**Requirements:** Rewrite all of the data below as a numbered list with one line per item, leaving out any blank lines.

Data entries
■ ■ ■

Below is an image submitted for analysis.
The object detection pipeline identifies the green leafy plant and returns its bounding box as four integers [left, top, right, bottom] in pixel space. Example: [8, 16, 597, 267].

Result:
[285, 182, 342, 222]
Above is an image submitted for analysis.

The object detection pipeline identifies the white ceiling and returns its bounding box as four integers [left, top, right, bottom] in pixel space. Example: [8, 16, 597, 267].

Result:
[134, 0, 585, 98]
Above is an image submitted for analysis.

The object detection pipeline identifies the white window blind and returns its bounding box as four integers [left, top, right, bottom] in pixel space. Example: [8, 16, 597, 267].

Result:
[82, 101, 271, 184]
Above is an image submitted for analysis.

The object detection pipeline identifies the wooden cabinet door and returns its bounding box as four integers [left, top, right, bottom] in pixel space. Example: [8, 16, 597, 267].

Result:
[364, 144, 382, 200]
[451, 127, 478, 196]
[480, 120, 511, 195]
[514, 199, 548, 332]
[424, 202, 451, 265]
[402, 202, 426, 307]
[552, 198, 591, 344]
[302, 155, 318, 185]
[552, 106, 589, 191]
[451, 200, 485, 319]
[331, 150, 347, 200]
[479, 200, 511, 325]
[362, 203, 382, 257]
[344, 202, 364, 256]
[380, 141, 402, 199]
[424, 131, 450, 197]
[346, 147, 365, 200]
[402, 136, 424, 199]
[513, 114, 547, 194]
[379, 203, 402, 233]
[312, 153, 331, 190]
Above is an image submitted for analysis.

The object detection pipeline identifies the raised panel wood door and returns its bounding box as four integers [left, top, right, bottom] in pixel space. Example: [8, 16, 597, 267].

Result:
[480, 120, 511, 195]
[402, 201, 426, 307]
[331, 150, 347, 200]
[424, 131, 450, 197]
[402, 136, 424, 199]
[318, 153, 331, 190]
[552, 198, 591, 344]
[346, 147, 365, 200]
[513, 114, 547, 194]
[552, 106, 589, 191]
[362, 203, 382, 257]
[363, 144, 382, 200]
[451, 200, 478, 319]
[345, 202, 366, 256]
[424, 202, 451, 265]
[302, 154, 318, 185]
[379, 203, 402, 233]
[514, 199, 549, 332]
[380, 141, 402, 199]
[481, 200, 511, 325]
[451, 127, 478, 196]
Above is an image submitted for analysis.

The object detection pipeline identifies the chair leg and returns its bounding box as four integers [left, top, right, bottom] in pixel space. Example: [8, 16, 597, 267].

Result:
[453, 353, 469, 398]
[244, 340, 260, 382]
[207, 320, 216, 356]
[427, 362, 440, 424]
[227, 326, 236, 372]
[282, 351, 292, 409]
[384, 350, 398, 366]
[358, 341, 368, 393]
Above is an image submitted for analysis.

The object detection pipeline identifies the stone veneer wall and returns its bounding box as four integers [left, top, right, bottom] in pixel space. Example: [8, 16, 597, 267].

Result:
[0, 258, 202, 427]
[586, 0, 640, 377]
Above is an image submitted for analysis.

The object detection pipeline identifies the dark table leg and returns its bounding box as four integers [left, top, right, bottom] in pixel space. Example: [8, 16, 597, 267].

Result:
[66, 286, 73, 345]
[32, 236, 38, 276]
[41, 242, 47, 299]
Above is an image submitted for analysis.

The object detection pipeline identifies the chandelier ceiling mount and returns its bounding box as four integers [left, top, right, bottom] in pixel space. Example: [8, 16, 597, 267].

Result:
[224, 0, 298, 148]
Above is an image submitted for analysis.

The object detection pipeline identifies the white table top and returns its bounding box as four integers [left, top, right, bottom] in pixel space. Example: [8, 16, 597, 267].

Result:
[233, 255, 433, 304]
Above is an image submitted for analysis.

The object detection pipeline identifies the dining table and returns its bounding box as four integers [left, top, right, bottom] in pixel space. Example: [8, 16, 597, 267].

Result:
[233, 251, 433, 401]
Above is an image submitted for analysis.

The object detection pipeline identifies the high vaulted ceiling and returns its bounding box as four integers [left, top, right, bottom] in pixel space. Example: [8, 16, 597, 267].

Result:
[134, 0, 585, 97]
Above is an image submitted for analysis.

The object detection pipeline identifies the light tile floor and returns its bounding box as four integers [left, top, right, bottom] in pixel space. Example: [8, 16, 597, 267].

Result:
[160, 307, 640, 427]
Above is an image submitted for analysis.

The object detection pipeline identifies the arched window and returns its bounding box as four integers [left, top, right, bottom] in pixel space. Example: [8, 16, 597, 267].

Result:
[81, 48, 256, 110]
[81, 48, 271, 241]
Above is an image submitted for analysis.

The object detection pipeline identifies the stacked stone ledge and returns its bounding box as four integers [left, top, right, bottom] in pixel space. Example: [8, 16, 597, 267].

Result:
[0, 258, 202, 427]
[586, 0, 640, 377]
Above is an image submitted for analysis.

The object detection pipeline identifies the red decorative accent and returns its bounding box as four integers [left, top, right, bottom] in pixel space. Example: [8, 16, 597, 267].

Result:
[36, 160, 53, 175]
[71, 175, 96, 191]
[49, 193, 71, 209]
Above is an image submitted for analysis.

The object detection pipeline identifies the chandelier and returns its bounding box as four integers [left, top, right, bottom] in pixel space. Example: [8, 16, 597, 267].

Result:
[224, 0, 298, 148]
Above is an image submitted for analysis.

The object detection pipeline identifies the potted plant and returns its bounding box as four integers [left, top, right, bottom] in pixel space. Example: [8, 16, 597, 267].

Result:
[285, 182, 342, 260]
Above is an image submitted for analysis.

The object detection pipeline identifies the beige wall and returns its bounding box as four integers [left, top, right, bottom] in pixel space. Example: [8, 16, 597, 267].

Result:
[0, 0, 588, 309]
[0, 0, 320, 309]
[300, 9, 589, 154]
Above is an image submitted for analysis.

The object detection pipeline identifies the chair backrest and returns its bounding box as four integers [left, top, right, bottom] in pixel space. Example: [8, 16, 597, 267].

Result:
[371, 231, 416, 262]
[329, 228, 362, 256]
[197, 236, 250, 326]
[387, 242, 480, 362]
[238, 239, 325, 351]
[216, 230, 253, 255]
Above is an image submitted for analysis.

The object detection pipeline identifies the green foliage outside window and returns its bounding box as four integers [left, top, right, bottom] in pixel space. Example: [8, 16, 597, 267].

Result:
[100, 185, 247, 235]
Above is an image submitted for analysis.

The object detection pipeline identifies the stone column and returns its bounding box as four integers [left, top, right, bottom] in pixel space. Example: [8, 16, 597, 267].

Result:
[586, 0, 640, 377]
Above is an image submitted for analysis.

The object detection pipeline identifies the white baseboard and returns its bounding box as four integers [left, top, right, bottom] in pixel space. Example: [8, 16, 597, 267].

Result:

■ ■ ■

**Exercise solution:**
1. Below is an image submitted for analysis.
2. The object detection pipeline identifies the green leafy plant and returns its bounding box as four integers [left, top, right, bottom] in pixel space. Example: [8, 16, 597, 267].
3. Result:
4. [285, 182, 342, 222]
5. Above is an image submitted for analysis.
6. The object detection pipeline identifies the white ceiling and returns its bounding box as four integers [left, top, right, bottom] in pixel space. Example: [8, 16, 597, 267].
7. Result:
8. [134, 0, 585, 98]
9. Above is an image submitted for analysis.
10. The object detection pipeline identifies the white window blind and returns its bounding box as four integers [left, top, right, bottom] in pixel space. Example: [8, 16, 597, 267].
11. Result:
12. [82, 101, 271, 184]
13. Above is an image submitted for analysis.
14. The object detection pipeline identifies the wooden cabinet door and returns its bounding box as four integers [left, top, right, bottom] in pixel space. Example: [8, 16, 597, 267].
15. Result:
16. [364, 144, 382, 200]
17. [451, 127, 478, 196]
18. [480, 120, 511, 195]
19. [514, 199, 548, 332]
20. [424, 202, 451, 265]
21. [402, 202, 426, 307]
22. [552, 198, 591, 344]
23. [302, 155, 318, 185]
24. [552, 106, 589, 191]
25. [451, 200, 485, 319]
26. [331, 150, 347, 200]
27. [479, 200, 511, 325]
28. [362, 203, 382, 257]
29. [344, 202, 364, 256]
30. [380, 141, 402, 199]
31. [424, 131, 450, 197]
32. [346, 147, 365, 200]
33. [402, 136, 424, 199]
34. [513, 114, 547, 194]
35. [379, 203, 402, 233]
36. [312, 153, 331, 190]
37. Above is an image submitted for analysis.
38. The object detection pipeline identifies the raised panel wood door and returns its bounding box as four integers [left, top, right, bottom] in pixel space. Example: [8, 16, 597, 267].
39. Result:
40. [480, 120, 511, 195]
41. [402, 201, 426, 307]
42. [331, 150, 347, 200]
43. [424, 131, 450, 197]
44. [402, 136, 424, 199]
45. [318, 153, 331, 190]
46. [552, 198, 591, 344]
47. [346, 147, 365, 200]
48. [513, 114, 547, 194]
49. [552, 106, 589, 191]
50. [362, 203, 382, 257]
51. [363, 144, 382, 200]
52. [451, 200, 478, 319]
53. [345, 202, 366, 256]
54. [424, 202, 451, 265]
55. [302, 154, 318, 185]
56. [379, 203, 402, 233]
57. [514, 199, 549, 332]
58. [380, 141, 402, 199]
59. [481, 200, 511, 325]
60. [451, 127, 478, 196]
61. Above is an image submitted for analysis.
62. The object detection pipeline identifies the chair leg and returns its bounding box as four integers [left, top, right, bottom] in pixel space. Example: [8, 16, 597, 267].
63. Result:
64. [453, 353, 469, 398]
65. [244, 340, 260, 382]
66. [207, 320, 216, 356]
67. [427, 362, 440, 424]
68. [227, 326, 236, 372]
69. [282, 351, 292, 409]
70. [384, 350, 398, 366]
71. [358, 341, 368, 393]
72. Above is an image submitted for analysis.
73. The object detection pipeline identifies the stone veneer wall and returns its bounding box as four integers [left, top, right, bottom] in pixel space. Example: [8, 16, 597, 267].
74. Result:
75. [0, 258, 202, 427]
76. [586, 0, 640, 377]
77. Above is an image submitted for analysis.
78. The object detection pipeline identifies the dark table leg and returns its bounding box as four integers [left, top, right, bottom] in pixel space. Example: [8, 16, 597, 267].
79. Result:
80. [66, 286, 73, 345]
81. [32, 236, 38, 276]
82. [41, 242, 47, 299]
83. Above is an image submitted for analysis.
84. The object detection pipeline identifies the chandelier ceiling mount and returns its bounding box as four integers [left, top, right, bottom] in pixel space. Example: [8, 16, 597, 267].
85. Result:
86. [224, 0, 298, 148]
87. Above is an image submitted for analysis.
88. The object detection pipeline identifies the white table top and returns its bounding box as four integers [left, top, right, bottom] in pixel space. Example: [8, 16, 597, 267].
89. Result:
90. [233, 255, 433, 304]
91. Above is an image submitted for analysis.
92. The object detection pipeline identifies the dining table and returns its bounding box as four integers [left, top, right, bottom] in pixel space. Example: [8, 16, 597, 267].
93. Result:
94. [233, 251, 433, 401]
95. Above is an image submitted for analysis.
96. The object detection pipeline identifies the high vaulted ceiling and returns its bounding box as four integers [left, top, right, bottom] in pixel space. Example: [8, 16, 597, 267].
97. Result:
98. [134, 0, 585, 97]
99. Above is an image submitted for analysis.
100. The object detection pipeline identifies the light tile floor and returns its bounding box as four integers [left, top, right, bottom] in pixel space. Example: [8, 16, 597, 267].
101. Result:
102. [160, 307, 640, 427]
103. Above is an image submitted for analysis.
104. The object detection pipeline identifies the arched window and returns its bounding box as four integers [left, top, right, bottom] in pixel space. Example: [8, 16, 597, 267].
105. Result:
106. [81, 48, 256, 110]
107. [81, 48, 271, 241]
108. Above is an image submitted for analysis.
109. The object detection pipeline identifies the stacked stone ledge and returns its bounding box as four integers [left, top, right, bottom] in pixel space. Example: [8, 16, 597, 267].
110. Result:
111. [0, 258, 202, 427]
112. [586, 0, 640, 377]
113. Above is an image submitted for analysis.
114. The object detection pipeline identifies the red decorative accent and returns its bounding box as four integers [left, top, right, bottom] in pixel space. Example: [8, 16, 597, 267].
115. Result:
116. [36, 160, 53, 175]
117. [71, 175, 96, 191]
118. [49, 193, 71, 209]
119. Above is an image submitted for analysis.
120. The object detection pipeline identifies the chandelier and returns its bounding box as four integers [left, top, right, bottom] in pixel space. Example: [8, 16, 597, 267].
121. Result:
122. [224, 0, 298, 148]
123. Above is an image submitted for analysis.
124. The object detection pipeline identifies the potted plant and returns its bounding box as four integers [left, top, right, bottom] in pixel space. Example: [8, 16, 597, 267].
125. Result:
126. [285, 182, 342, 260]
127. Above is an image submitted for analysis.
128. The object detection pipeline identifies the beige wall and returns its bounding box as four integers [left, top, right, bottom] in pixel space. Example: [8, 16, 597, 267].
129. Result:
130. [0, 0, 588, 309]
131. [0, 0, 320, 309]
132. [300, 9, 589, 154]
133. Above is an image submitted for analysis.
134. The object detection pipeline identifies the chair backrest and returns its bounding box as four integers [left, top, right, bottom] in pixel space. Example: [8, 16, 597, 267].
135. Result:
136. [371, 231, 416, 262]
137. [329, 228, 362, 256]
138. [197, 236, 250, 326]
139. [387, 242, 480, 362]
140. [238, 239, 325, 351]
141. [216, 230, 253, 255]
142. Above is an image submitted for analysis.
143. The object detection pipeline identifies the green foliage outside window and returns its bounding box as four integers [left, top, right, bottom] in pixel space. Example: [8, 16, 597, 267].
144. Result:
145. [100, 185, 247, 235]
146. Above is an image submitted for analysis.
147. The object detection pipeline identifies the stone column and returns its bounding box as four integers [left, top, right, bottom] in pixel space. Example: [8, 16, 597, 267].
148. Result:
149. [586, 0, 640, 377]
150. Above is an image submitted for analysis.
151. The object detection pipeline identifies the white baseboard and returns its bounding box as four integers [left, top, right, bottom] in pixel space. Example: [8, 16, 597, 267].
152. Result:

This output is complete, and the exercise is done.